Text provided:
----------------------------------------

Languages of which you know at least 10 words

Ten words or more? That expands things a bit.

French
Portuguese
Spanish
Japanese
German
Polish
Italian
Latin
Bambara (but just barely)

Guess that’s it.

German (three years in high school)
Spanish (general exposure since I was a child, starting with my mum, who spent a year or two in Mexico)
French (mostly culinary terms, my pronunciation of which is not guaranteed to be understandable to a Frenchman)
Italian

It’s pretty common to see meals with cacoila or chorize finished off with some malasada for dessert. And the Port sweet rolls are served with just about anything. And a quahog cabinet is pretty much just cold white chowder.

It was meant to be illustrative of the quirky RI lingo, not a serious culinary offering.

Surely, one would drink coffee milk with one’s quahogs. :wink:

I was wondering. I know a lot of words in languages like Hindi and Thai, just from reading menus and figuring things out.

----------------------------------------

Material shown:

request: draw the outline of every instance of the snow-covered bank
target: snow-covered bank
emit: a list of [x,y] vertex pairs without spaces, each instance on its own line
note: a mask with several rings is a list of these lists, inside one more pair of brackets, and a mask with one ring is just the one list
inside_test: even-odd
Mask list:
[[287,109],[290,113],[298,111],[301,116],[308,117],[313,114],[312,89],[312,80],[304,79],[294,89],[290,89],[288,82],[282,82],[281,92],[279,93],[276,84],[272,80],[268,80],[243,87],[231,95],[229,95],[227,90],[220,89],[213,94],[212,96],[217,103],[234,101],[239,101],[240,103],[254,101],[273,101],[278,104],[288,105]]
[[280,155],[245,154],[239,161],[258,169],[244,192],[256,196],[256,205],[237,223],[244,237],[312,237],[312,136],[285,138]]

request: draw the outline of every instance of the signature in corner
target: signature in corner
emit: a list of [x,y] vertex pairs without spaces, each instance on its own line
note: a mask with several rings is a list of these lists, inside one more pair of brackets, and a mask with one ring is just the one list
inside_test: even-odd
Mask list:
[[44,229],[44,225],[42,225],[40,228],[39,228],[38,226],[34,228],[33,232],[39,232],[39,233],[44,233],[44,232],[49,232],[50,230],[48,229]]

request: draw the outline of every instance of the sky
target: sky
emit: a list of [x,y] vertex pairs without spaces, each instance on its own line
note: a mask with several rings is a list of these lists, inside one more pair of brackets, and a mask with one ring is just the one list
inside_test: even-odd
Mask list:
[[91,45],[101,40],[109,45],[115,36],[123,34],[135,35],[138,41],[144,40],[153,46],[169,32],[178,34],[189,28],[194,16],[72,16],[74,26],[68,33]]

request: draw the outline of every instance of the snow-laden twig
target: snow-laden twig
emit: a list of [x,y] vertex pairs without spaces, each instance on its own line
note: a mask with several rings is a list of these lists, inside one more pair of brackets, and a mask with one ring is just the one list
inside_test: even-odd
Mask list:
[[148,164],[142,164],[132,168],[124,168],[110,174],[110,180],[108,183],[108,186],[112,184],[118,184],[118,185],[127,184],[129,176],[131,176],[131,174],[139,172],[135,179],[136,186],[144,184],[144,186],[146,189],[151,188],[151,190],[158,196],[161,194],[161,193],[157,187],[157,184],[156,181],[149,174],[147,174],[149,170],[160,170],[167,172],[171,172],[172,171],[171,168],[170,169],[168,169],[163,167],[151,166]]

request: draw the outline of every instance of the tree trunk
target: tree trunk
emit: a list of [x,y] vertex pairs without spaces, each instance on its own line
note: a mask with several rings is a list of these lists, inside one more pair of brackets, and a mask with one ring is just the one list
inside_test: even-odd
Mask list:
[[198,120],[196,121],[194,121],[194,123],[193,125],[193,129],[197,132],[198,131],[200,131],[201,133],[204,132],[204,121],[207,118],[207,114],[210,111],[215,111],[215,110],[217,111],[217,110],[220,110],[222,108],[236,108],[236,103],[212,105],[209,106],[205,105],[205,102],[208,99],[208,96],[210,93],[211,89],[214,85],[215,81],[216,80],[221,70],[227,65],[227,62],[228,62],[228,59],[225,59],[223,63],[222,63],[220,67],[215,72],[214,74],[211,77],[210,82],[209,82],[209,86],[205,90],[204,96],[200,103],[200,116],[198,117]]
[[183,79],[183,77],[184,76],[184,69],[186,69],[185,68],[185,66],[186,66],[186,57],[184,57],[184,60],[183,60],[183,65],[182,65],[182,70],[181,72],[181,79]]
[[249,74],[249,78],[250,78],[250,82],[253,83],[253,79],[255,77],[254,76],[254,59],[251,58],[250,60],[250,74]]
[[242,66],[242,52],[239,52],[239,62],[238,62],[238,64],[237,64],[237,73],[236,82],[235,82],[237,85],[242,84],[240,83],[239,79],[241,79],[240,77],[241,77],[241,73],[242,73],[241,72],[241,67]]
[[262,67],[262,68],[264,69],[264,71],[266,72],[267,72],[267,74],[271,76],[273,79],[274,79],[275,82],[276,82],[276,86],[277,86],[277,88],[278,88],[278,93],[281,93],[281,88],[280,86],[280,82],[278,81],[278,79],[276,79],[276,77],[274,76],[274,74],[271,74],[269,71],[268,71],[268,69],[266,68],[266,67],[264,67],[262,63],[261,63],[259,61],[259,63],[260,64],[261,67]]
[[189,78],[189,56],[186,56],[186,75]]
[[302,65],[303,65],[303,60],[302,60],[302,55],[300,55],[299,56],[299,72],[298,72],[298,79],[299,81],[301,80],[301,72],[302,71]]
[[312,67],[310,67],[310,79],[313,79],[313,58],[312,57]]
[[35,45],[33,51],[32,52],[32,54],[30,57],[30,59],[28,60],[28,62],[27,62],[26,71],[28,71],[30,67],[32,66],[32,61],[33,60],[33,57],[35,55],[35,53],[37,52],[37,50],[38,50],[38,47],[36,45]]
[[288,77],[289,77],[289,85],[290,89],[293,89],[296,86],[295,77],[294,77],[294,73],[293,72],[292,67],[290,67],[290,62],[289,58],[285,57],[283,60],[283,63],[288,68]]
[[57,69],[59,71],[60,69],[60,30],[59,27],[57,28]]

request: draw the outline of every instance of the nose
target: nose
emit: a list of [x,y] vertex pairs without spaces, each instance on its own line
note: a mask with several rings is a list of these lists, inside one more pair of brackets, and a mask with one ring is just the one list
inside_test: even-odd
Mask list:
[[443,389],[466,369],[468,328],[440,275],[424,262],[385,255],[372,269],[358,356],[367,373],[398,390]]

----------------------------------------

Challenge:
In the thread on languages people know ten words of, explain how the final writer says they came to know many words in Hindi and Thai.

Exercise result:
The writer picked up those words by reading menus and working out what the terms meant.